##### Text segment #####

How do you tell a company the product needs to change?

The hardest part of this project wasn't the research. It was the presentation. Telling leadership that the product they'd built, funded, and launched was misaligned with what users wanted is a high-stakes conversation — one that can go wrong if the evidence isn't airtight or the framing isn't right.

The three-phase design was deliberate preparation for that moment. The interviews gave us direction. The focus groups gave us specificity. The n=3,000 survey gave us the number that made it undeniable: the NFT collectible ranked fifth out of six features fans actually wanted. That wasn't a qualitative hunch. It was a forced-choice ranking from 3,000 people.

The recommendation wasn't "stop what you're doing." It was: the technology is right. The application is wrong. NFTs as access mechanisms to physical experiences — that's the product. Not NFTs as the experience themselves. That reframe made the pivot feel like a direction, not a failure.

#####

● **Aim 1**
Retype the records, from the start of the records down to the line containing "[272,113,294,128]", including both ends. Omit the pictures.

##### Exercise inputs #####

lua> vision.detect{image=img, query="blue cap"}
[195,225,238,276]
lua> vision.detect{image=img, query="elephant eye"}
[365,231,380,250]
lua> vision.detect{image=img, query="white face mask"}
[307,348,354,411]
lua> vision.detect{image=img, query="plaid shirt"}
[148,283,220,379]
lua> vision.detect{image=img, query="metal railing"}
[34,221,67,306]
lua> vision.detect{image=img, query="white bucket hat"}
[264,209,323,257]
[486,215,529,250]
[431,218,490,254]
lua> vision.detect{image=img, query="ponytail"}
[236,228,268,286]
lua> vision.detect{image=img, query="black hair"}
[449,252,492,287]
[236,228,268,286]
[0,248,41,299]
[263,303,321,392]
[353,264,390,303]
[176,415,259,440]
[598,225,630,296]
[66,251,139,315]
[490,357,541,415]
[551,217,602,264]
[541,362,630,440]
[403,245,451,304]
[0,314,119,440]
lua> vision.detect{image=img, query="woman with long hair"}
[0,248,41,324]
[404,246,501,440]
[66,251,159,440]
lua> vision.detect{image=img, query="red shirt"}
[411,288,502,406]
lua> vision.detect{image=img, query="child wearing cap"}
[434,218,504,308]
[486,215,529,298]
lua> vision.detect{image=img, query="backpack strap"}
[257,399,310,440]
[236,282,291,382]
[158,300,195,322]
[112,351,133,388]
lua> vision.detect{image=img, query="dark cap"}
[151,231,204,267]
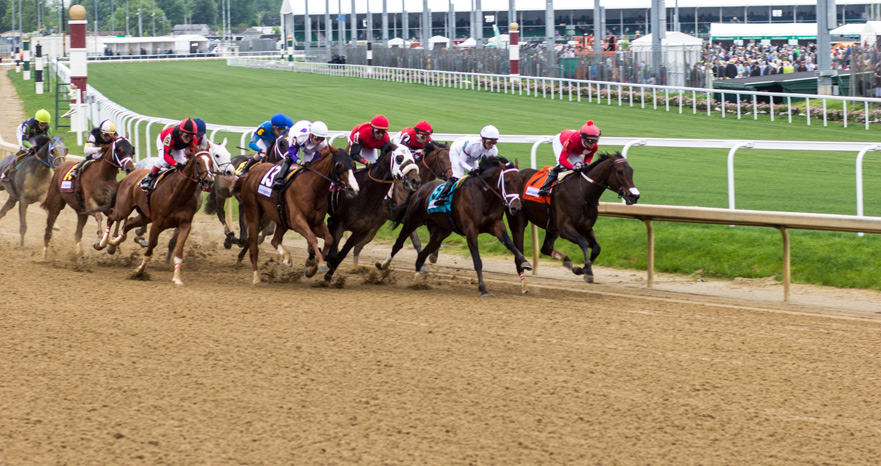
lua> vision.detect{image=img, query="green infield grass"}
[11,61,881,289]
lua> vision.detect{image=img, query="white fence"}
[227,58,881,130]
[46,61,881,220]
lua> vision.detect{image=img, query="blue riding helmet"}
[193,118,208,136]
[272,113,294,128]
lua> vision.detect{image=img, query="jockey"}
[15,109,52,152]
[141,118,198,191]
[70,120,119,178]
[348,115,389,165]
[239,113,294,176]
[0,109,52,180]
[272,120,327,190]
[538,120,600,196]
[394,121,434,156]
[438,125,499,199]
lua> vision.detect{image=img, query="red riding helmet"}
[177,118,199,135]
[581,120,601,139]
[370,115,388,130]
[414,121,434,134]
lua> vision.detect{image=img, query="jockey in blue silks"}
[241,113,294,175]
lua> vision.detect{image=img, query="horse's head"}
[478,157,523,215]
[421,141,453,181]
[601,152,639,205]
[390,146,422,191]
[184,150,214,191]
[208,138,235,175]
[104,137,135,174]
[328,146,361,198]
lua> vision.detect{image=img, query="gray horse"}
[0,136,67,247]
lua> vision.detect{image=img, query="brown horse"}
[96,151,214,285]
[376,157,532,298]
[41,138,135,263]
[233,146,359,285]
[324,143,422,281]
[352,141,453,268]
[508,152,639,293]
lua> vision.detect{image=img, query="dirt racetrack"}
[0,191,881,465]
[0,82,881,466]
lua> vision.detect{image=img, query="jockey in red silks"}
[393,121,434,156]
[348,115,389,165]
[538,120,600,196]
[141,118,199,191]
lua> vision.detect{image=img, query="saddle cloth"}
[426,175,468,214]
[523,165,574,204]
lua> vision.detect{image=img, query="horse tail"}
[391,191,414,230]
[202,185,217,215]
[86,183,120,215]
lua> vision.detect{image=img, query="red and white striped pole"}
[508,22,520,82]
[70,5,88,142]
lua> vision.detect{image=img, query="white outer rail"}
[227,57,881,130]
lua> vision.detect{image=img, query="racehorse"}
[41,138,135,263]
[324,143,422,281]
[98,151,214,285]
[376,157,532,298]
[508,152,639,293]
[352,141,453,269]
[233,146,359,285]
[0,136,67,247]
[204,138,290,249]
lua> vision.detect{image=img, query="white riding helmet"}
[309,121,327,138]
[480,125,499,139]
[101,120,116,134]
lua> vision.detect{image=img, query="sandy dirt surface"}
[0,70,881,465]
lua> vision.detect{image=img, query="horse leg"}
[135,223,159,275]
[165,227,180,264]
[0,196,18,218]
[270,227,292,267]
[416,228,452,280]
[73,212,89,264]
[43,196,66,260]
[168,222,192,286]
[18,201,28,247]
[466,234,489,298]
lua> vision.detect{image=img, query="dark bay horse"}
[352,141,453,269]
[324,143,422,281]
[204,138,290,249]
[0,136,67,247]
[508,152,639,293]
[41,138,135,263]
[233,146,359,285]
[97,151,214,285]
[376,157,532,298]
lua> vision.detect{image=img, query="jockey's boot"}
[538,168,559,196]
[141,167,159,193]
[272,157,291,191]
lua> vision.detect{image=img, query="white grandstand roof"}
[281,0,877,15]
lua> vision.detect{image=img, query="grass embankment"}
[13,62,881,289]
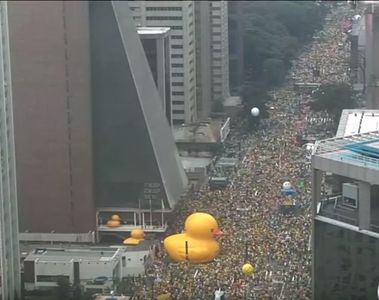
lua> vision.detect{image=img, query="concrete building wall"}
[211,1,230,103]
[365,4,379,109]
[228,1,245,95]
[90,1,187,209]
[128,1,197,125]
[195,1,212,120]
[9,1,95,233]
[195,1,230,119]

#####

● **Aim 2**
Answer these questions about the product-pivot text:
(a) What was the hardest part of the project?
(b) Where did the NFT collectible rank among the features fans wanted?
(c) According to the recommendation, what should NFTs serve as?

● **Exercise answer 1**
lua> vision.detect{image=img, query="blue cap"}
[195,225,238,276]
lua> vision.detect{image=img, query="elephant eye"}
[365,231,380,250]
lua> vision.detect{image=img, query="white face mask"}
[307,348,354,411]
lua> vision.detect{image=img, query="plaid shirt"}
[148,283,220,379]
lua> vision.detect{image=img, query="metal railing"}
[34,221,67,306]
lua> vision.detect{image=img, query="white bucket hat"}
[264,209,323,257]
[486,215,529,250]
[431,218,490,254]
lua> vision.detect{image=img, query="ponytail"}
[236,228,268,286]
lua> vision.detect{image=img, query="black hair"}
[449,252,492,287]
[236,228,268,286]
[0,248,41,299]
[263,303,321,392]
[353,264,390,303]
[176,415,259,440]
[598,225,630,296]
[66,251,139,315]
[490,357,541,415]
[551,217,602,264]
[541,362,630,440]
[403,245,451,304]
[0,314,119,440]
lua> vision.detect{image=img, query="woman with long hair"}
[0,248,41,324]
[404,246,501,440]
[66,251,159,440]
lua> vision.detect{image=img, query="red shirt"}
[411,288,502,406]
lua> vision.detect{image=img, query="child wearing cap"}
[434,218,504,308]
[486,215,529,298]
lua> vision.detect{image=img, query="backpack strap"}
[257,399,310,440]
[236,282,291,382]
[158,300,195,322]
[112,351,133,388]
lua> vision.detect{image=img, query="dark cap"}
[151,231,204,267]
lua> vision.detect{image=img, query="green infield grass"}
[11,61,881,289]
lua> vision.detect{image=img, query="white fence"}
[227,58,881,130]
[46,61,881,220]
lua> vision.detect{image=img, query="blue riding helmet"}
[193,118,208,136]
[272,113,294,128]

● **Exercise answer 2**
(a) The presentation.
(b) Fifth out of six.
(c) Access mechanisms to physical experiences.